> Exercise description
Please return every line from the records below that contains the word "trunk", copying each line in full.

> Task material

▶

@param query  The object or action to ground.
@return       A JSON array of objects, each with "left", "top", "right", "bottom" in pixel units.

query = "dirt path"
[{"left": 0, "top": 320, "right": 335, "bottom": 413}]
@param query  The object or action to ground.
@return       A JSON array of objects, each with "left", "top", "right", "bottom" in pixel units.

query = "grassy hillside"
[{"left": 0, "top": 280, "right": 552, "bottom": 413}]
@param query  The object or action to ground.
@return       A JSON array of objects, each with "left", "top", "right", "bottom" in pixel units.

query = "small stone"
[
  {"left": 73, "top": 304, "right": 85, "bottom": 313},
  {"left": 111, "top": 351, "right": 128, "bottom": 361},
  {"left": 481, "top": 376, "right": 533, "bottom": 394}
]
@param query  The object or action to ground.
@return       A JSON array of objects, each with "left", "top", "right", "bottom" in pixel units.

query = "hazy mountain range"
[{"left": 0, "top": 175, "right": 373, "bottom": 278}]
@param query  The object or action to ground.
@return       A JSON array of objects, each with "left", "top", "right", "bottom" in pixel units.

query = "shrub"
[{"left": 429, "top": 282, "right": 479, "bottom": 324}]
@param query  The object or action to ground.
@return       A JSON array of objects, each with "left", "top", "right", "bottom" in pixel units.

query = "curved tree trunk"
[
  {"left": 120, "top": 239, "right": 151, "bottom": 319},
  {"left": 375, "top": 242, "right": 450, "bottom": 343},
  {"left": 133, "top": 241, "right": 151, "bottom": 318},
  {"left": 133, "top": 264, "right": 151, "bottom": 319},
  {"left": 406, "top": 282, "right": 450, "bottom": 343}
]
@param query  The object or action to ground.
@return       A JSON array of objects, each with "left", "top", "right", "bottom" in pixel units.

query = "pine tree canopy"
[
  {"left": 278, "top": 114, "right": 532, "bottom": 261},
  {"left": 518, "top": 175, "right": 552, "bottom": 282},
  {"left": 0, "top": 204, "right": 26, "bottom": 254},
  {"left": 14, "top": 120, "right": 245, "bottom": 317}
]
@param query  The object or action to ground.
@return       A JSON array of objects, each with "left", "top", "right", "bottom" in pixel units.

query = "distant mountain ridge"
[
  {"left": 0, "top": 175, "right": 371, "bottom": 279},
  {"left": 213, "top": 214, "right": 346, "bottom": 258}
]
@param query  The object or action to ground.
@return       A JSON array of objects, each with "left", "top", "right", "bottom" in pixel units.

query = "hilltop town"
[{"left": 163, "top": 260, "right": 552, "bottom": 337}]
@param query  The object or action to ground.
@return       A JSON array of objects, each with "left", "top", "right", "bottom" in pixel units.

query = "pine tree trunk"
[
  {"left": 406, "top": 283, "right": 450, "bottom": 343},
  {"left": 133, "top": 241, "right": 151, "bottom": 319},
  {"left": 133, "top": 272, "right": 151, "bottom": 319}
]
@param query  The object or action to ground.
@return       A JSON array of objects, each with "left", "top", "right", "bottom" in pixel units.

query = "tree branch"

◀

> Correct result
query = "curved tree trunk"
query = "pine tree trunk"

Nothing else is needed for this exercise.